• **WORK INSTRUCTIONS**:
Reproduce every row below verbatim, keeping all wording, punctuation, and coordinate values unchanged.

• **INPUT FOR THIS TASK**:
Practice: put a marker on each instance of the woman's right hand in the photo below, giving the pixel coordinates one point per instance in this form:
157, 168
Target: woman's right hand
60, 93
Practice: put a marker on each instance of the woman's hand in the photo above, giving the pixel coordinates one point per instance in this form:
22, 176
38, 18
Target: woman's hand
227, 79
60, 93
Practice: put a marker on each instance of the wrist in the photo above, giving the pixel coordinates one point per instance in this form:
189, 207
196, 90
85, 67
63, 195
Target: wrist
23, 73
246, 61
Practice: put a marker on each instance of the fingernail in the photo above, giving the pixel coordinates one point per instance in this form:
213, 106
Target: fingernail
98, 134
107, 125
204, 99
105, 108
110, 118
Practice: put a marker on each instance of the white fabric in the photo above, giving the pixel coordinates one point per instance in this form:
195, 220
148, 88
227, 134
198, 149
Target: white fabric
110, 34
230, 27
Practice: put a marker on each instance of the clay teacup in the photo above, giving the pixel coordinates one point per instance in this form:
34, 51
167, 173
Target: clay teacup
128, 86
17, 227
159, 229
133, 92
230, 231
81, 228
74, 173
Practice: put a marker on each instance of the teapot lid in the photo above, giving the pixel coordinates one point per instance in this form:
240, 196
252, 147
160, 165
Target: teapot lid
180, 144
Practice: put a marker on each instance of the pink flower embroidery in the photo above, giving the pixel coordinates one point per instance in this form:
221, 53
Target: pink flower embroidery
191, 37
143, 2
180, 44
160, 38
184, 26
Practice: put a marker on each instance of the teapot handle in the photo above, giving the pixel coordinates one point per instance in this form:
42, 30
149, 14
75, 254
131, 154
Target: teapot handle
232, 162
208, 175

• **CORRECT OUTPUT**:
Practice: put a marker on each instance of the woman's right hand in the photo below, giving the pixel coordinates one point per instance in this form:
157, 168
Target: woman's right hand
60, 93
Practice: put a marker on each instance of the woman's hand in the photo above, giving the pixel coordinates one point per instance in this form:
22, 176
38, 18
Target: woman's hand
227, 79
60, 93
Practice: put a marker on each instance of the wrist in the photo above, giving the pixel coordinates one point per instance in this form:
189, 207
196, 90
85, 67
63, 195
Target: wrist
23, 73
246, 61
Practice: put a marker on each instance of the fingernail in the photo above, giving the pixel coordinates one point per instance in this form:
213, 106
Target: fingernail
98, 134
107, 125
204, 99
105, 108
110, 118
Practice: put a marker on each instance of the white fabric in the photo above, giving the pixel coordinates one point per instance in this form:
195, 220
148, 88
227, 134
198, 149
Target: white fabric
110, 34
230, 27
Practice: put a marker on each instance of the clay teacup in the photo above, giving the pixel coordinates one point per instance in this form:
34, 51
167, 173
Target: clay teacup
128, 86
17, 227
159, 229
133, 92
230, 231
81, 228
74, 173
Practice: put a marker on each instance of the teapot lid in the photo above, giving the pixel coordinates one point per instance in this form:
240, 196
252, 147
160, 165
Target: teapot lid
180, 144
Practice: put a marker on each instance of the pink flower embroidery in the photo above, giving the pixel coordinates one point per instance in this form:
221, 53
Target: pink flower embroidery
191, 37
143, 2
180, 44
160, 38
184, 26
Practice: put a marker on each instance of the teapot handle in the photo above, giving the pixel coordinates one point per instance in this form:
42, 30
149, 14
75, 254
131, 154
Target: teapot handle
232, 162
208, 175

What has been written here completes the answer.